#### READING PASSAGE:
══════════════════════════════
United States v. Girard
United States Court of Appeals, 2d Circuit, 1969
601 F.2d 69
Pg. 983
Appellants were convicted of the unauthorized sale of government property based on the sale of information. Appellants claim that the statute covers only tangible property or documents and is not violated by the sale of information. The court held that information is a "thing of value" as intended by the statute. Therfore, the convictions were affirmed.
Regina v. Stewart
Supreme Court of Canada, 1988
50 D.L.R.4th 1, 41 C.C.C.2d 481
Pg. 987
The appellant offered a security guard at a hotel money in order to receive confidential names and addresses of hotel employees. The Court held that confidential information should not be property for the purposes of s. 283 of the Code. To the extent that protection is warranted for confidential information, it should be granted through legislative enactment and not through judicial extension of the concept of property.
United States v. Siegel
United States Court of Appeals, 2d Circuit, 1983
717 F.2d 9
Pg. 989
Defendants were officers and directors of Mego International. They were convicted of violating the the wire fraud statute by engaging in a scheme to defraud Mego and its stockholders by violating their fiduciary duties to act honestly and faithfully in the best interests of the corporation and to account for the sale of all Mego property entrusted to them. The scheme involved a hidden cash fund that was created by "off the books" sales. The court held that the jury could have inferred that the defendants used some of the proceeds for their own benefit and that it was a scheme to misappropriate the proceeds from the sale of Mego assets for self-enrichment.
══════════════════════════════
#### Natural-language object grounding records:
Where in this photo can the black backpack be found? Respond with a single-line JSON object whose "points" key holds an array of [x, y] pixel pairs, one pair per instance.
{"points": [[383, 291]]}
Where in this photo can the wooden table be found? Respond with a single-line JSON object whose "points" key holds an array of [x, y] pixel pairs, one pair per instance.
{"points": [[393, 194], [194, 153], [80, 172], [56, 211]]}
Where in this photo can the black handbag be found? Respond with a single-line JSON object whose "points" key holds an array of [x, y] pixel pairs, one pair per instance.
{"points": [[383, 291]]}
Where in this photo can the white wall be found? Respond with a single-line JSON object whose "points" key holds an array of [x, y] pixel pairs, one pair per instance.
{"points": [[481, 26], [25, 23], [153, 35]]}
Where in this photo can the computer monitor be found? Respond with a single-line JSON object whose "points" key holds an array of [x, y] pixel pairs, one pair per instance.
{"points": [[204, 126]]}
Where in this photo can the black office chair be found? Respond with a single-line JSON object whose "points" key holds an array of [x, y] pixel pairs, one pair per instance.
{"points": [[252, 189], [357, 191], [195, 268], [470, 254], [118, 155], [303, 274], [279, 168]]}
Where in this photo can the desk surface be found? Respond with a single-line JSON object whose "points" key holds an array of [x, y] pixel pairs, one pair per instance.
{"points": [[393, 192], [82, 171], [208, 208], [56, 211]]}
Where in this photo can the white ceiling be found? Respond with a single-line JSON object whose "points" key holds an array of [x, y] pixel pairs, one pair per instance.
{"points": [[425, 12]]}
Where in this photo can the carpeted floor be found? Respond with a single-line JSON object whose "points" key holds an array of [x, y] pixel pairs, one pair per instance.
══════════════════════════════
#### TASK REQUIREMENTS:
A. From the case summaries, repeat word for word the passage that begins at "Regina v. Stewart" and stops after "concept of property.".
B. Go on with the case summaries from the point where they stop.

#### ANSWERS TO EACH TASK:
A.
Regina v. Stewart
Supreme Court of Canada, 1988
50 D.L.R.4th 1, 41 C.C.C.2d 481
Pg. 987
The appellant offered a security guard at a hotel money in order to receive confidential names and addresses of hotel employees. The Court held that confidential information should not be property for the purposes of s. 283 of the Code. To the extent that protection is warranted for confidential information, it should be granted through legislative enactment and not through judicial extension of the concept of property.

B.
People v. Brown
Supreme Court of California, 1894
105 Cal. 66, 38 P. 518
Pg. 996
Appellant entered an acquaintance's house and took a bicycle. Appellant claimed that he didn't intend to keep the bicycle, he just wanted to get even with the owner. Appellant was convicted and appeals on account of error in an instruction given to the jury. The court held that the jury instruction contained error because it implied that the boy could be convicted even if his intent was to deprive the owner only temporarily of the bicycle. The court held, however, that in order for the conviction to be sustained intent must be to deprive the owner of the property permanently.
People v. Reid
New York Court of Appeals, 1987
69 N.Y.2d 469, 508 N.E.2d 661
Pg. 1002
Appellants were convicted of armed robberies of money from their victims, despite evidence that they were only trying to collect money that was owed to them. The court concluded that the claim of right defense is not available in these cases, since such forcible conduct is not merely a transgression against property, but also entails the risk of physical or mental injury to individuals. Thus, the defendants' requests to assert claim of right defenses were properly denied.